== Work required ==
The entire listing, reproduced exactly and stripped of images, is the expected output.

++++

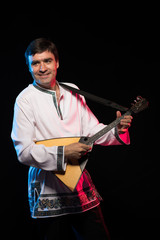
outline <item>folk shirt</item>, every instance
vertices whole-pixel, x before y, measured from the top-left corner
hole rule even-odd
[[[80,213],[98,206],[101,201],[87,170],[83,171],[73,192],[54,175],[54,171],[66,170],[65,146],[46,147],[35,143],[51,138],[92,136],[106,126],[99,123],[84,97],[59,88],[59,102],[55,91],[35,82],[15,101],[11,137],[18,160],[30,167],[28,199],[33,218]],[[128,132],[119,136],[114,128],[95,144],[108,146],[129,142]]]

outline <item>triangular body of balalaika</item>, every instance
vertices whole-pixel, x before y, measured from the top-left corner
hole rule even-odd
[[[80,137],[69,137],[69,138],[52,138],[48,140],[37,141],[36,144],[43,144],[46,147],[52,146],[67,146],[72,143],[80,141]],[[77,183],[82,175],[82,172],[86,166],[88,159],[77,160],[77,164],[67,164],[66,171],[64,173],[55,173],[55,175],[71,190],[77,186]]]

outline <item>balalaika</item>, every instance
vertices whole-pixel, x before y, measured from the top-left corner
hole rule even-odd
[[[92,137],[66,137],[66,138],[52,138],[48,140],[37,141],[36,144],[43,144],[46,147],[52,146],[67,146],[72,143],[80,142],[86,145],[92,145],[96,140],[116,127],[125,115],[132,115],[139,113],[148,107],[148,102],[145,98],[137,97],[136,103],[125,112],[120,118],[117,118],[112,123],[104,127]],[[87,164],[87,155],[82,156],[80,160],[74,161],[74,164],[68,162],[65,172],[53,172],[71,191],[77,186],[77,183],[82,175],[82,172]]]

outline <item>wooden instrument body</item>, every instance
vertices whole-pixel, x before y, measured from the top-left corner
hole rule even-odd
[[[81,139],[80,137],[65,137],[65,138],[52,138],[48,140],[37,141],[36,144],[43,144],[46,147],[52,146],[67,146],[72,143],[79,142]],[[77,164],[75,163],[72,165],[71,163],[67,163],[66,171],[62,173],[54,173],[71,191],[77,186],[77,183],[82,175],[82,172],[85,168],[86,161],[79,162],[77,160]]]

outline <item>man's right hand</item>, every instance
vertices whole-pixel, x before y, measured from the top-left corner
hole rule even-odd
[[[83,144],[83,143],[72,143],[64,148],[64,155],[67,158],[67,161],[75,161],[80,159],[83,155],[85,155],[88,151],[92,149],[91,146]]]

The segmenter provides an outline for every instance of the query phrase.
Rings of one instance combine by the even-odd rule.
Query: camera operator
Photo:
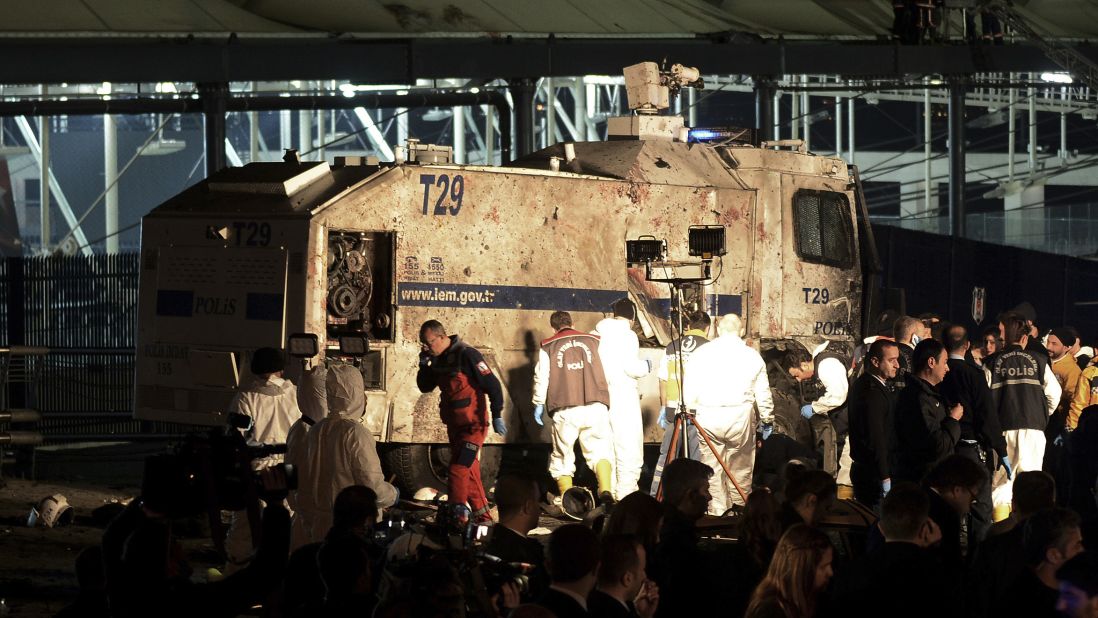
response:
[[[103,565],[111,615],[129,617],[230,618],[277,588],[290,544],[290,514],[282,505],[286,479],[281,468],[261,472],[267,501],[255,557],[247,567],[208,584],[189,579],[190,566],[172,531],[173,519],[200,512],[205,505],[187,496],[187,471],[173,455],[150,457],[141,497],[103,534]]]
[[[345,487],[364,485],[377,494],[377,506],[396,503],[396,487],[385,481],[377,443],[362,424],[366,412],[366,387],[362,373],[351,365],[328,368],[328,416],[318,421],[306,436],[307,456],[299,472],[300,500],[305,532],[320,541],[332,527],[332,505]]]
[[[290,424],[301,413],[297,408],[297,389],[293,382],[282,378],[286,360],[282,351],[275,348],[259,348],[252,354],[249,369],[252,380],[229,405],[229,411],[251,419],[251,427],[244,437],[248,444],[283,444],[290,431]],[[282,463],[282,455],[268,455],[254,459],[252,469],[259,471]],[[246,510],[233,511],[232,523],[225,535],[225,573],[230,574],[244,567],[252,559],[252,535]]]
[[[504,475],[496,481],[496,507],[499,523],[494,526],[492,539],[484,553],[504,562],[522,562],[534,566],[529,575],[528,590],[523,602],[540,597],[549,587],[545,572],[545,551],[541,543],[527,536],[538,525],[541,509],[537,481],[519,475]]]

++++

== Answer ==
outline <item>folk shirt</item>, every instance
vertices whole-pixel, x before y, measured from the top-left corner
hole rule even-odd
[[[80,213],[98,206],[101,201],[87,170],[83,171],[73,192],[54,175],[54,171],[66,170],[65,146],[46,147],[35,143],[51,138],[92,136],[106,126],[99,123],[84,97],[59,88],[59,102],[55,91],[35,82],[15,101],[11,137],[18,160],[30,167],[28,199],[33,218]],[[128,132],[119,136],[114,128],[95,144],[108,146],[129,142]]]

outline <item>triangular body of balalaika</item>, every instance
vertices whole-pixel, x before y, measured from the top-left corner
hole rule even-odd
[[[80,137],[69,137],[69,138],[52,138],[48,140],[37,141],[36,144],[43,144],[46,147],[52,146],[67,146],[72,143],[80,141]],[[77,183],[82,175],[82,172],[86,166],[88,159],[77,160],[77,164],[67,164],[66,171],[64,173],[55,173],[55,175],[71,190],[77,186]]]

outline <item>balalaika</item>, every instance
vertices whole-pixel, x before y, measured from the top-left corner
hole rule even-odd
[[[92,137],[66,137],[66,138],[52,138],[48,140],[37,141],[36,144],[43,144],[46,147],[52,146],[67,146],[72,143],[80,142],[86,145],[92,145],[96,140],[116,127],[125,115],[132,115],[139,113],[148,107],[148,102],[145,98],[137,97],[136,103],[125,112],[120,118],[117,118],[112,123],[104,127]],[[87,164],[87,155],[82,156],[80,160],[74,161],[74,164],[68,162],[65,172],[53,172],[71,191],[77,186],[77,183],[82,175],[82,172]]]

outline <item>wooden instrument body</item>, every instance
vertices whole-pixel, x before y, measured from the top-left corner
hole rule even-odd
[[[81,139],[80,137],[65,137],[65,138],[52,138],[48,140],[37,141],[36,144],[43,144],[46,147],[52,146],[67,146],[72,143],[79,142]],[[77,164],[75,163],[72,165],[71,163],[67,163],[66,171],[62,173],[54,173],[71,191],[77,186],[77,183],[82,175],[82,172],[85,168],[86,161],[79,162],[77,160]]]

outline <item>man's right hand</item>, every instance
vertices whole-pixel, x before y, measured from the top-left corner
hole rule even-odd
[[[83,144],[83,143],[72,143],[64,148],[64,155],[67,158],[67,161],[75,161],[80,159],[83,155],[85,155],[88,151],[92,149],[91,146]]]

The segmenter provides an outline for every instance of the query phrase.
Rings of one instance combine by the even-odd rule.
Query: camera operator
Photo:
response:
[[[103,565],[111,615],[129,617],[230,618],[277,588],[290,544],[290,514],[282,505],[286,479],[281,468],[261,472],[267,501],[255,557],[247,567],[208,584],[189,579],[190,566],[172,531],[173,519],[200,512],[205,505],[187,496],[187,471],[173,455],[150,457],[141,497],[103,534]]]
[[[345,487],[364,485],[377,494],[377,506],[396,503],[396,487],[385,481],[377,443],[362,424],[366,412],[366,387],[362,373],[351,365],[328,368],[328,416],[318,421],[306,436],[307,456],[299,472],[300,500],[305,532],[320,541],[332,527],[332,505]]]
[[[290,424],[301,413],[297,408],[297,389],[293,382],[282,378],[286,360],[282,351],[275,348],[259,348],[252,354],[249,369],[252,380],[229,405],[229,411],[251,419],[251,427],[244,437],[248,444],[283,444],[290,431]],[[282,463],[282,455],[268,455],[254,459],[252,469],[259,471]],[[246,510],[233,511],[232,523],[225,535],[225,573],[230,574],[244,567],[252,559],[252,535]]]
[[[504,475],[496,481],[496,507],[499,523],[494,526],[492,539],[484,553],[504,562],[522,562],[534,566],[529,575],[528,590],[523,602],[540,597],[549,587],[545,572],[545,551],[541,543],[527,536],[538,525],[541,509],[537,481],[519,475]]]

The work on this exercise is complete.